§ **Directions for this task**
Please carry on the personal account of abstract painting below from where it stops, keeping its first-person voice and leaving the data that follows it alone.

------ Page excerpt ------

There was merit in at last exploring the idea of being an abstract mural painter. I saw that I really was not up to the task, and didn’t have any clear conception of what to do with such a huge space. Nor was the desire to learn and expand with this project really there. So I really didn’t want to do extremely large abstracts after all!
In the 90’s I embraced the idea of a “metaphysical” abstract meaning, and my 90’s abstracts, many of them large at five by five or five by six feet, were sincere explorations. Then came the idea (boneheaded in retrospect, but it seemed to flow easily at the time) that visual art would be my prime career energy, that I could make more selling one painting that was done in an afternoon than I could make from a novel I spent five years on. I began showing at open shows, then got library shows, good feedback, and a certain amount of recognition. And the paintings were good, there was nothing fraudulent about them. With the force of some good shows behind me, I naturally assumed, as did those around me, that my primary calling was visual art and that I would make my way as an abstract artist, pursuing that metaphysical meaning. This dovetailed with a scary decline of my writing energy, which I scarcely realized at the time.

------ Collected data ------

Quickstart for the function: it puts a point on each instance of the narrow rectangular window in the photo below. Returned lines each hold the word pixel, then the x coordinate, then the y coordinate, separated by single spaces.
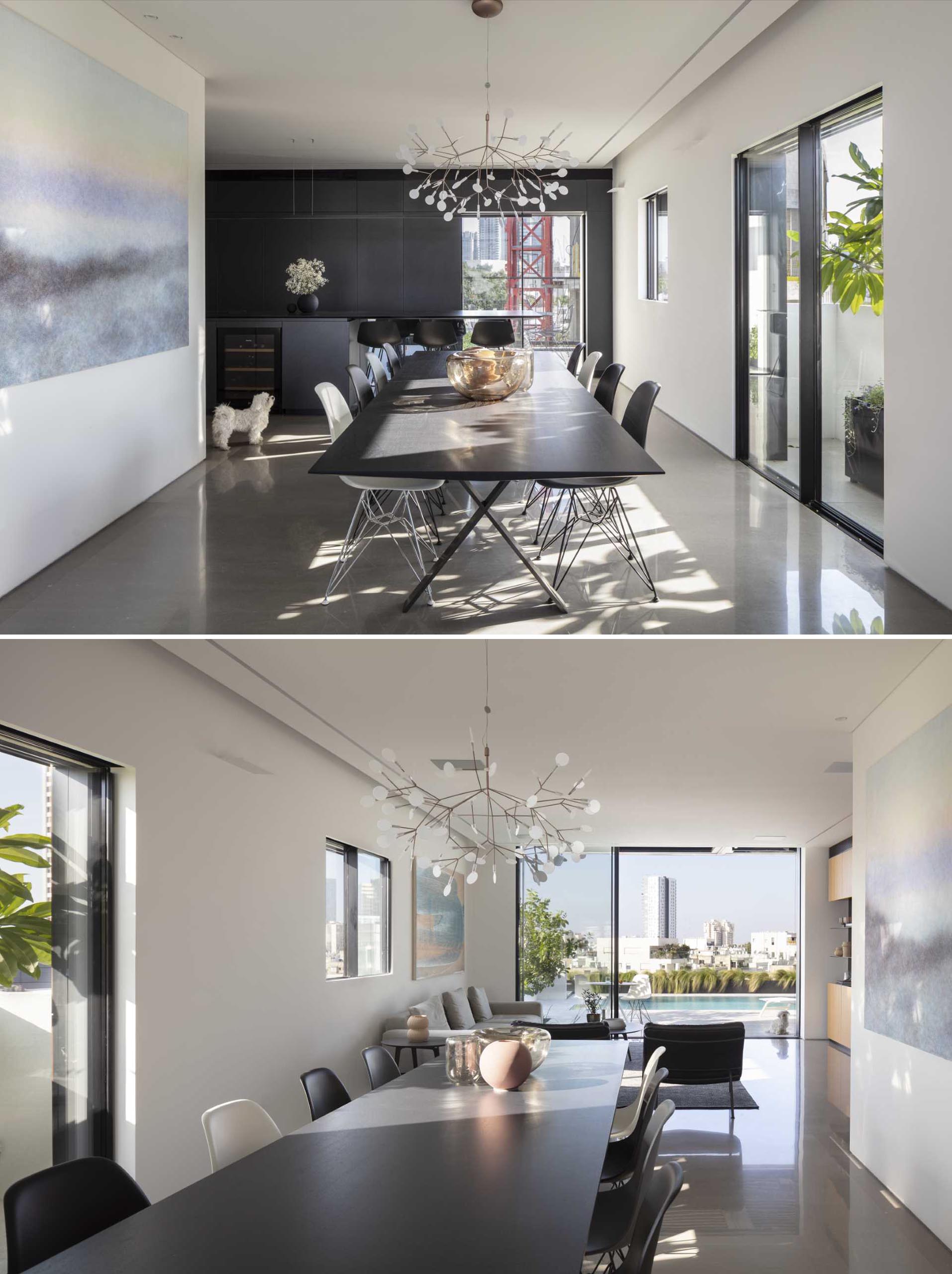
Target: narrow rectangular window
pixel 657 246
pixel 357 913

------

§ **The response**
I went over this in the blog post My Visual Art is Somehow Literary. No need to repeat all of it here, but I can now more clearly see that the abstraction in my “career art” between 2000 and 2006 was a different mood, and while I still think highly of most of it and I advanced in technique and professionalism, learning how to hang shows, transport paintings, and sell art, a more and more purely mercenary mood started creeping in. While monetary concerns are certainly not evil and are part of part of any artist’ s life, I did begin seeing how a quick afternoon’s work might be called upon to pay a month’s mortgage. And how many afternoons did I have to spare, how much could I turn out in how much time? When I did hit a solid meaning abstract such as July 2007’s A Tour of Raw Architectural Space, I’d find myself repeating it, seeking mechanical ways to reconstitute that energy. The hassle and uncertainly inherent in those punishing day-long sessions is also a clue–the dreary cycle of getting into trouble with the painting and then desperation to redeem it. Then there was accepting less-than-quality work as somehow “that’s the way it turned out to be,” and only realizing much later how much I hated it.
Where was the real psychological exploration?
I’m still proud of the abstract paintings I’ve done that do have power. I don’t feel that any of the works I’ve sold, abstracts or figurative, have been low quality–and I feel their prices have been justified. I definitely do not want to give the impression that I’ve been pulling the wool over the eyes of innocent buyers!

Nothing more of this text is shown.